Supplied passage:
::::::

He just stood there and stared at me in disbelief. After his dad had let him down by leaving his mother, he had trusted me. I had the chance to give him all he had ever wanted, but I had tossed it to another boy in a different tribe, a boy I hardly knew. He covered his face with his hands and ran towards the bus. I tried to grab him, to explain my feelings, but he broke loose and, wriggling between the last few campers, disappeared onto the bus. The door closed and the bus pulled out. I ran along beside it, hunting for Mortey in the windows. But all the other kids were pressed against them, and I didn’t see him at all. In the midst of the shouting and singing of the camp loyalty song, Mortey rode out of my life in a cloud of dust.
It was years later, after I became a Christian and began to understand myself and my problems more clearly, that I began to see the trap “honesty” can be. It had become my highest value—“honesty at any cost.” This meant that I worshiped honesty. In my struggle to decide who should be honor camper, I had been so intent on maintaining my own integrity that the broader values in the judging situation had escaped me. And in any case, I was blind to the consequences of trying to clear my own skirts with Mortey by telling him all—not realizing that a nine-year-old boy could not understand me. But now I realize that maybe he did understand me: A Christian Pharisee who cared more about “being pure” than loving him. Maybe that was what broke his heart.
For this little boy saw the world through a different set of eyes that I did. It was to be almost ten years before I began to surrender and put myself into the hands of the One who sees life in the same way that Mortey did. For in his world there was a higher value than raw honesty with which to judge people… and that value is love.
If he actually did it (was honest) for the sake of having good conscience, he would become a Pharisee and cease to be a truly moral person. I think that even saints did not care for anything other than simply to serve God, and I doubt that they ever had it in mind to become saints. If that were the case, they would have become only perfectionists rather than saints.
Viktor E. Frankl, Man’s Search for Meaning
Lord, help me to realize the limited nature of my ability to judge the total circumstances in any human encounter. Forgive me for being blinded by needs for integrity and putting my adolescent desire for rightness ahead of Mortey’s need for love. But, God, thank You for teaching me through that little boy the importance of the kind of loving loyalty You have for us, which—for me—transcends all Your other gifts, including faith, and that your love even transcends Your judgment of our sins.
If I speak in the tongues of men and of angels, but have not love, I am a noisy gong or a clanging cymbal. And if I have prophetic powers, and understand all mysteries and all knowledge, and if I have all faith, so as to remove mountains, but have not love, I am nothing.

::::::

Listing:

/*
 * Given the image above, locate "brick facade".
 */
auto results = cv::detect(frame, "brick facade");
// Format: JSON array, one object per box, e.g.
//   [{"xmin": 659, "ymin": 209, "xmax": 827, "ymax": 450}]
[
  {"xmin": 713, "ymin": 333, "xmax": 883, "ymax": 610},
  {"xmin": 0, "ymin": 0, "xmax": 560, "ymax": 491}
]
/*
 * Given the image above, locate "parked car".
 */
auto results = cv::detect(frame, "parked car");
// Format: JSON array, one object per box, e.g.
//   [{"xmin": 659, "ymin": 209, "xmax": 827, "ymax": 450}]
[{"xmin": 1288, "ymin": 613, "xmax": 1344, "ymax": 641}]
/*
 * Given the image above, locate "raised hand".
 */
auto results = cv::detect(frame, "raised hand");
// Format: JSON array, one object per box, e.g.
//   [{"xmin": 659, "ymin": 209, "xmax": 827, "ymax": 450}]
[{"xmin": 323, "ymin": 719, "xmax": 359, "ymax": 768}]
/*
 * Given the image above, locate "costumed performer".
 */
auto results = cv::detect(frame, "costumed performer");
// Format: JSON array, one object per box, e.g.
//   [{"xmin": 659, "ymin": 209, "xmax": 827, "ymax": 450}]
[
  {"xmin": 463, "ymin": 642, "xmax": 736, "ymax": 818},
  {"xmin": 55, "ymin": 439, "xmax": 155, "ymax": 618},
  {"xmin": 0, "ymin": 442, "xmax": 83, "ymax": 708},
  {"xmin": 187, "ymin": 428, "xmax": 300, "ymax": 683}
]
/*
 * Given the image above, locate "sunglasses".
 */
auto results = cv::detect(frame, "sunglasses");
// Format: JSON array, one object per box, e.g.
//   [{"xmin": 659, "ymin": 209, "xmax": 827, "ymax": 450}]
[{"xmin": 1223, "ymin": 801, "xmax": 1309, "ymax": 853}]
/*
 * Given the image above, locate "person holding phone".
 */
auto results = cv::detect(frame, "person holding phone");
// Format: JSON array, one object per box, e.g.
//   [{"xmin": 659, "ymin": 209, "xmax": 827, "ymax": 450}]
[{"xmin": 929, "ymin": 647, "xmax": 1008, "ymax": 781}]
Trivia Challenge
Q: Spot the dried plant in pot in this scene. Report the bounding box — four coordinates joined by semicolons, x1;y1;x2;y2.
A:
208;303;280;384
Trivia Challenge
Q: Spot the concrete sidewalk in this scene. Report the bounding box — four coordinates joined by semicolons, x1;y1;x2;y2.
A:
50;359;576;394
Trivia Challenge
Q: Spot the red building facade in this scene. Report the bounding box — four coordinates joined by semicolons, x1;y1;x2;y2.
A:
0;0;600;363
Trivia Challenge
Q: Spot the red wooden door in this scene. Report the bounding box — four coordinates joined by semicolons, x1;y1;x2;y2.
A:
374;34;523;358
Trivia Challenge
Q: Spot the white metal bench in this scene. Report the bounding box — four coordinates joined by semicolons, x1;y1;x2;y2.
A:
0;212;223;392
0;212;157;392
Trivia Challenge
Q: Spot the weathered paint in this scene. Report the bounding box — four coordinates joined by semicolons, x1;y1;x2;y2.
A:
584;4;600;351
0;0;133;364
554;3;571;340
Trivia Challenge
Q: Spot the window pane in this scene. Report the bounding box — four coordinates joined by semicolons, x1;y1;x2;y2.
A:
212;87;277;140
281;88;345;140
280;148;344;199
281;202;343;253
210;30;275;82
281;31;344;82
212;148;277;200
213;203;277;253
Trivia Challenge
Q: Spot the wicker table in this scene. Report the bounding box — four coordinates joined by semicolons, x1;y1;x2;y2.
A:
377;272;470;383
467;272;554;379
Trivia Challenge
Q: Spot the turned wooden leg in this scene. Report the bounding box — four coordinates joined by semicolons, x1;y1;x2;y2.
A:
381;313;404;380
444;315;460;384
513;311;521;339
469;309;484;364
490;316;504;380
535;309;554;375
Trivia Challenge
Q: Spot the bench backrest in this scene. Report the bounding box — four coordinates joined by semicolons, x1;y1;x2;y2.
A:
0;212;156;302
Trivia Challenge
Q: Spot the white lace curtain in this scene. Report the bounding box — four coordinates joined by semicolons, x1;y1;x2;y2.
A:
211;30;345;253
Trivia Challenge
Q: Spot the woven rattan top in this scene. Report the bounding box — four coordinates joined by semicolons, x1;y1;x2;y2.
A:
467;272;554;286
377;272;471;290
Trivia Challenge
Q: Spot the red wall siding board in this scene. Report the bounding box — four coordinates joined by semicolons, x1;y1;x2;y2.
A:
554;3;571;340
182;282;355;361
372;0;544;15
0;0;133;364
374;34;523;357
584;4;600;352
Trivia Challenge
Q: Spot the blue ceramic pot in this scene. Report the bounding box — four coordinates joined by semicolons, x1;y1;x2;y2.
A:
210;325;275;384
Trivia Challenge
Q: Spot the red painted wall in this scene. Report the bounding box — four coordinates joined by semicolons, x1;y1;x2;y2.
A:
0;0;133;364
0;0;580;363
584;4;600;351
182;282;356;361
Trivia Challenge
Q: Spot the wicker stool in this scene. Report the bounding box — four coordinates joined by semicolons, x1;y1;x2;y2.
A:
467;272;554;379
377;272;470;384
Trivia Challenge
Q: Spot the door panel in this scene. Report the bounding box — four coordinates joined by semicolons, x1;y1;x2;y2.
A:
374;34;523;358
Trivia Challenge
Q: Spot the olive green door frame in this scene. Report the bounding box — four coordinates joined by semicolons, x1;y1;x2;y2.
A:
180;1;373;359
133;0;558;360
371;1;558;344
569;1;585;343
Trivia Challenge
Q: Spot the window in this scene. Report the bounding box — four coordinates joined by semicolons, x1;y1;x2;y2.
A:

::::::

Stated problem: Translate this sentence from the passage about Mortey into Spanish: "The door closed and the bus pulled out." Rely only on the passage about Mortey.

Output for this task: La puerta se cerró y el autobús arrancó.